═══ Texte fourni
Solitaire du Figaro

Solitaire du Figaro Paprec : la deuxième étape au crible des routeurs

La deuxième étape de la Solitaire du Figaro Paprecremportée jeudi à Roscoff par Basile Bourgnon, a été le théâtre de nombreux retournements de situation et a chamboulé le classement général. Au moment où s’élance ce dimanche la troisième et dernière, Tip & Shaft revient, avec deux spécialistes du routage météo, Dominic Vittet et Christian Dumard, sur le scénario de cette étape qui a coûté très cher à beaucoup de favoris.

C’est une étape, entre Kinsale et Roscoff via le sud de l’île de Man qui restera longtemps gravée dans les mémoires des marins qui y ont participé… pour le meilleur et pour le pire ! Les 32 solitaires partis dimanche dernier d’Irlande et arrivés à partir de jeudi en fin d’après-midi en baie de Morlaix auront en effet vécu de nombreux rebondissements, avec des batailles d’options, des changements de leaders et à l’arrivée des écarts rarement vus sur la Solitaire.

Dès la première nuit, le long des côtes sud de l’Irlande, le peloton s’est scindé en deux groupes, l’un à terre et l’autre plus au large. Le groupe à terre a réalisé un énorme gain et on a longtemps pensé qu’il serait très difficilement rattrapable. Tous les scénarios étaient favorables aux marins qui naviguaient alors en tête”, raconte Dominic Vittet, vainqueur de la Solitaire du Figaro 1993 et qui travaille sur cette édition avec les coureurs de Lorient Grand Large.
══════
═══ Extrait de données
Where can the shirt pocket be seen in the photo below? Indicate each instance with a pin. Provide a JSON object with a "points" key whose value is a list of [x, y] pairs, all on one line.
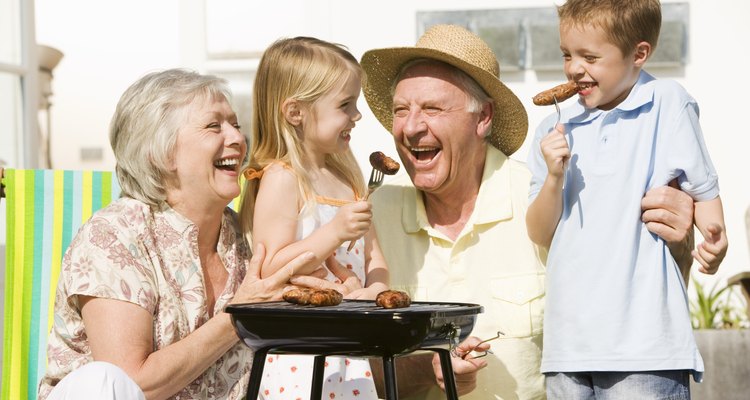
══════
## Travail à faire
Citez en entier le texte sur la Solitaire du Figaro, sans rien y changer. Ce matériel n'a aucun lien avec le texte.

## Réponse attendue
Solitaire du Figaro

Solitaire du Figaro Paprec : la deuxième étape au crible des routeurs

La deuxième étape de la Solitaire du Figaro Paprecremportée jeudi à Roscoff par Basile Bourgnon, a été le théâtre de nombreux retournements de situation et a chamboulé le classement général. Au moment où s’élance ce dimanche la troisième et dernière, Tip & Shaft revient, avec deux spécialistes du routage météo, Dominic Vittet et Christian Dumard, sur le scénario de cette étape qui a coûté très cher à beaucoup de favoris.

C’est une étape, entre Kinsale et Roscoff via le sud de l’île de Man qui restera longtemps gravée dans les mémoires des marins qui y ont participé… pour le meilleur et pour le pire ! Les 32 solitaires partis dimanche dernier d’Irlande et arrivés à partir de jeudi en fin d’après-midi en baie de Morlaix auront en effet vécu de nombreux rebondissements, avec des batailles d’options, des changements de leaders et à l’arrivée des écarts rarement vus sur la Solitaire.

Dès la première nuit, le long des côtes sud de l’Irlande, le peloton s’est scindé en deux groupes, l’un à terre et l’autre plus au large. Le groupe à terre a réalisé un énorme gain et on a longtemps pensé qu’il serait très difficilement rattrapable. Tous les scénarios étaient favorables aux marins qui naviguaient alors en tête”, raconte Dominic Vittet, vainqueur de la Solitaire du Figaro 1993 et qui travaille sur cette édition avec les coureurs de Lorient Grand Large.